▶ **WHAT IS BEING ASKED**
Pull out every line of the records below that contains the string "surface". Case counts, so only lines that match its capitalization qualify.

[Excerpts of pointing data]
>> Begin

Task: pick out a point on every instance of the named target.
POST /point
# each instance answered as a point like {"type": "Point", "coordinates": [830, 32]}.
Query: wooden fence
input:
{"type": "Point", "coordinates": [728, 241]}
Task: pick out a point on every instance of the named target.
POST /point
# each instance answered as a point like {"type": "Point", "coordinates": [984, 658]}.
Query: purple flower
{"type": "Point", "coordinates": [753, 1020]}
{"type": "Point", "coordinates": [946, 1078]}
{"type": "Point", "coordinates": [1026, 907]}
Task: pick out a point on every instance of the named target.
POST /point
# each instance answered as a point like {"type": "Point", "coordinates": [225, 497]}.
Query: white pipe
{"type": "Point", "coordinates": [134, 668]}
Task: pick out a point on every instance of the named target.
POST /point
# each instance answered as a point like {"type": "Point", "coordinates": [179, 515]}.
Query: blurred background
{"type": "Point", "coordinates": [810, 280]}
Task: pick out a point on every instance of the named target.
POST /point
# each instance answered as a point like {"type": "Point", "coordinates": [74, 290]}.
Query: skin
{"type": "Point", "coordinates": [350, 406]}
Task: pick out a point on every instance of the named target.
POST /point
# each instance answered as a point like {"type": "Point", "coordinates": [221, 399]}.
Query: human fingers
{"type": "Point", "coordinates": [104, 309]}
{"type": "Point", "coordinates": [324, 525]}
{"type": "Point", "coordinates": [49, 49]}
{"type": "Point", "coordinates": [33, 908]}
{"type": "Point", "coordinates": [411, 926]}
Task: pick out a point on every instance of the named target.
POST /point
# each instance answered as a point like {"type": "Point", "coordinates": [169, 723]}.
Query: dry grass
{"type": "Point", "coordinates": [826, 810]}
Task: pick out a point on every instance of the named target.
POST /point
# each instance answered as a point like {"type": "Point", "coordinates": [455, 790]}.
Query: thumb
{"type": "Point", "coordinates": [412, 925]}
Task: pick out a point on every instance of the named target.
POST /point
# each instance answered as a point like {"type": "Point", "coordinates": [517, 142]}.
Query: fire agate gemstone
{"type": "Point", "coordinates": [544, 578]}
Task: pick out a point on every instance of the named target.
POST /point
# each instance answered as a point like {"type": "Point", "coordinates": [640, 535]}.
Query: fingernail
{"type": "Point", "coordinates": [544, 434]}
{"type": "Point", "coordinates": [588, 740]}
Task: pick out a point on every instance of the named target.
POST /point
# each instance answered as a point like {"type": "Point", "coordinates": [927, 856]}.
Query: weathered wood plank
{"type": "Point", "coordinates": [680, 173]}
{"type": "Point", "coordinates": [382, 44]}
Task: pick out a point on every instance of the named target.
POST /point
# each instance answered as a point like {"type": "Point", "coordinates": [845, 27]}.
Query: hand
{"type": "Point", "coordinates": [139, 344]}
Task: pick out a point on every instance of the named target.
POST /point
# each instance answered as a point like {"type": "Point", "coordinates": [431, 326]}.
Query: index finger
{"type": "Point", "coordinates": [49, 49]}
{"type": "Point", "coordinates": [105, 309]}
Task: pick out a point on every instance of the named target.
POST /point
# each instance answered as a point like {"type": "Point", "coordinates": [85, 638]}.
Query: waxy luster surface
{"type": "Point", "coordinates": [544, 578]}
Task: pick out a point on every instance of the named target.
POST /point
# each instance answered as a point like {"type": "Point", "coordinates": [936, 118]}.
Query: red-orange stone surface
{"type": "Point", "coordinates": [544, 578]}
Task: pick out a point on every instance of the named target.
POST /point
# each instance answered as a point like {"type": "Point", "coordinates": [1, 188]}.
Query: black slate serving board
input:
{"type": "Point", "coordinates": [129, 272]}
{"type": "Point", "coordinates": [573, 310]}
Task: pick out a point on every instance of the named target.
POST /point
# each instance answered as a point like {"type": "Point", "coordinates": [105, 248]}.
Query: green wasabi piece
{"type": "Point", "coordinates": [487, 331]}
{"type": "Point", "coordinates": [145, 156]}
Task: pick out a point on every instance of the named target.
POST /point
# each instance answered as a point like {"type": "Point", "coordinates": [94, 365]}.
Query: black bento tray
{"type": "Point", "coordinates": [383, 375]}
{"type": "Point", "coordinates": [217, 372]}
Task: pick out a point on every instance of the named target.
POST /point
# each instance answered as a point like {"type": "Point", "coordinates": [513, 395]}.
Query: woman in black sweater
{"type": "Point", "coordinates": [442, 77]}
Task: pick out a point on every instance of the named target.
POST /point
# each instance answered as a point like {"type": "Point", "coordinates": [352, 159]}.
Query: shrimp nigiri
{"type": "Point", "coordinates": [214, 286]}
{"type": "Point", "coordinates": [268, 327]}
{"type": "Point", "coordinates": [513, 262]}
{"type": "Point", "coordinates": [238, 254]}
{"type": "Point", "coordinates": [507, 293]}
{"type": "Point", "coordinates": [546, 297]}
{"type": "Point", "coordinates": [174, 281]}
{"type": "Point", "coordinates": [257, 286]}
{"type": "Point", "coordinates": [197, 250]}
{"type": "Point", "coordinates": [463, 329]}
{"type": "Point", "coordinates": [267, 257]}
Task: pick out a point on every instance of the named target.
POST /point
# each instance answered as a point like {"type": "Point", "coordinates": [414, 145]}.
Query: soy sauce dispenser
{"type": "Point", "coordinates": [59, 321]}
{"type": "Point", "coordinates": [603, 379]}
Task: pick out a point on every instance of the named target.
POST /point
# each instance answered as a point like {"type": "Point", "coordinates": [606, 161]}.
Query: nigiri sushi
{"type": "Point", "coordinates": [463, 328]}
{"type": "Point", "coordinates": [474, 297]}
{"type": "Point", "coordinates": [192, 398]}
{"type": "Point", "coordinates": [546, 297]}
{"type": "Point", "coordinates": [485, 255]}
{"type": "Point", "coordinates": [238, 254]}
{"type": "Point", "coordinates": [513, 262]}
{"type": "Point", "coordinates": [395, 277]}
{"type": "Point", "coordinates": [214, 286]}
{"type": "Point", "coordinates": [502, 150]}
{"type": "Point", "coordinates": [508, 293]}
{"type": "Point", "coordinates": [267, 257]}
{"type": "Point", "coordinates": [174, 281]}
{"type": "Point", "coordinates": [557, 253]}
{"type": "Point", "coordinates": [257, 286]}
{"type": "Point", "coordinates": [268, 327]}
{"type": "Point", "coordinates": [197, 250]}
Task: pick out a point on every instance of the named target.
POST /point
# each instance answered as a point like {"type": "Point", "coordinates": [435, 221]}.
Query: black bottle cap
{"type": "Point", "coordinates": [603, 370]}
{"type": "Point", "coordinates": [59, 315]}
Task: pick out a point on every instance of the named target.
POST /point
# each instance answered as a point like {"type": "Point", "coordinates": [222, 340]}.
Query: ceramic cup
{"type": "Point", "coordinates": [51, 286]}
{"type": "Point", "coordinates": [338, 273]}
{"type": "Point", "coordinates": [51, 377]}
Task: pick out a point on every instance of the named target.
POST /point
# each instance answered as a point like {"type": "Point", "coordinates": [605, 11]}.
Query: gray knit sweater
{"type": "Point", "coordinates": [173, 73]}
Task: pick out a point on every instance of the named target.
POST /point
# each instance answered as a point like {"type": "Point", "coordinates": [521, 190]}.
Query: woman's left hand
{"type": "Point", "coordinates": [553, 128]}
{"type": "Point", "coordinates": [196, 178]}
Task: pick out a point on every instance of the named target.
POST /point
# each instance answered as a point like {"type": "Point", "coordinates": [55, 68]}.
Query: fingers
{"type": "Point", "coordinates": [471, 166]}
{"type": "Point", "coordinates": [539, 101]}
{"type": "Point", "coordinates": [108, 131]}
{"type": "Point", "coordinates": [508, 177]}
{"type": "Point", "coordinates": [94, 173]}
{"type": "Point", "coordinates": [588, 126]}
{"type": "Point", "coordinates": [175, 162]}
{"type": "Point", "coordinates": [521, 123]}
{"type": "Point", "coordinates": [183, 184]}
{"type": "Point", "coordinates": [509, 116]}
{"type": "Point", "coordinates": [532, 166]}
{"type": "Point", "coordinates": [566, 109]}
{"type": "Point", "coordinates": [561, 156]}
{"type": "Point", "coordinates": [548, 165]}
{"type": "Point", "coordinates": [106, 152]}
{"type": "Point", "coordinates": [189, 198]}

>> End

▶ **SOLUTION**
Query: waxy luster surface
Query: red-orange stone surface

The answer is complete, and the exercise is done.